[Opening SOURCE DOCUMENT section]
Indeed the company should purchase the books. If they obtain copies in a process that violates copyright, then that's indeed a violation of copyright.
The current decision does not rule on the legality of obtaining the books without purchasing.
However, that option was ultimately not pursued as instead...
>> Anthropic spent many millions of dollars to purchase millions of print books, often in used condition. Then, its service providers stripped the books from their bindings, cut their pages to size, and scanned the books into digital form — discarding the paper originals. Each print book resulted in a PDF copy containing images of the scanned pages with machine-readable text (including front and back cover scans for softcover books). Anthropic created its own catalog of bibliographic metadata for the books it was acquiring. It acquired copies of millions of books, including of all works at issue for all Authors.
(from the ruling)
[Closing SOURCE DOCUMENT section]
[Opening EXTRACTED INFORMATION section]
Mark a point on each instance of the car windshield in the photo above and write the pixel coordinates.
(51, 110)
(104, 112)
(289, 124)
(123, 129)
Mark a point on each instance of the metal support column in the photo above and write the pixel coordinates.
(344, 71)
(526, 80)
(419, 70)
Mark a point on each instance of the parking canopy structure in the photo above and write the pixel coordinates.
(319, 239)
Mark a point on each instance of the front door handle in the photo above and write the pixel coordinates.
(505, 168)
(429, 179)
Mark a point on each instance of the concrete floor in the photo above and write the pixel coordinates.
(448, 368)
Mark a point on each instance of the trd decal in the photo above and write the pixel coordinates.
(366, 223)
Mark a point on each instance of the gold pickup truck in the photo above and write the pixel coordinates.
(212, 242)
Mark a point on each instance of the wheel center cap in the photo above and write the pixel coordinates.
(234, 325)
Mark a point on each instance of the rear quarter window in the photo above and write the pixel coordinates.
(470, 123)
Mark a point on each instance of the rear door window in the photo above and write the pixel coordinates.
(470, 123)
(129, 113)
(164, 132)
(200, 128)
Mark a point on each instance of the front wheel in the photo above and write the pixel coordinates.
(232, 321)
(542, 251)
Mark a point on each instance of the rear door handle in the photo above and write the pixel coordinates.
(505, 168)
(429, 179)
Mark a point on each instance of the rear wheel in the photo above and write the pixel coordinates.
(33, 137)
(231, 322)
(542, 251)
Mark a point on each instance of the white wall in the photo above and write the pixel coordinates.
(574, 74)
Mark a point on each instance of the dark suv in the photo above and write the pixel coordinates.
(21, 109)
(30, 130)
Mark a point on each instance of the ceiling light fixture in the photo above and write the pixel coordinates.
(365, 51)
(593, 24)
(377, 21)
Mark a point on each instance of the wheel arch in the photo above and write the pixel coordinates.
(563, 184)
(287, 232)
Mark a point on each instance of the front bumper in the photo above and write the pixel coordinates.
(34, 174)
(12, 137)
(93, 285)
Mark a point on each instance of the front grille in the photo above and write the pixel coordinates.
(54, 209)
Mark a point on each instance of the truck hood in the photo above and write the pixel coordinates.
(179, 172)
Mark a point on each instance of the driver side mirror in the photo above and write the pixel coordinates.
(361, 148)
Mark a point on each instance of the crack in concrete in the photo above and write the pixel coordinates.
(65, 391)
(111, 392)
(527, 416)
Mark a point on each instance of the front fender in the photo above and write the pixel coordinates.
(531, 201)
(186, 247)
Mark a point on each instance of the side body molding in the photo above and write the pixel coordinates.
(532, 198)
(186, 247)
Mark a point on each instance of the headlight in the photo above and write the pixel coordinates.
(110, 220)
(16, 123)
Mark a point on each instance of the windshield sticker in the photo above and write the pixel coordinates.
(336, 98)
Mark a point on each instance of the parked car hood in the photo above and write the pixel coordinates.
[Closing EXTRACTED INFORMATION section]
USING THE INFORMATION:
1 > Copy the passage of the comment on the copyright ruling starting at "The current decision" and ending at "(from the ruling)".
2 > According to the comment on the copyright ruling, are these statements true? (a) The print books Anthropic bought were often used. (b) The paper originals were kept after scanning. (c) The current decision rules on whether obtaining the books without purchasing them is legal. Answer yes or no for each, quoting the words of the comment that decide it.

TASK ANSWERS:
1 >
The current decision does not rule on the legality of obtaining the books without purchasing.
However, that option was ultimately not pursued as instead...
>> Anthropic spent many millions of dollars to purchase millions of print books, often in used condition. Then, its service providers stripped the books from their bindings, cut their pages to size, and scanned the books into digital form — discarding the paper originals. Each print book resulted in a PDF copy containing images of the scanned pages with machine-readable text (including front and back cover scans for softcover books). Anthropic created its own catalog of bibliographic metadata for the books it was acquiring. It acquired copies of millions of books, including of all works at issue for all Authors.
(from the ruling)

2 >
(a) Yes: "often in used condition."
(b) No: "discarding the paper originals."
(c) No: "The current decision does not rule on the legality of obtaining the books without purchasing."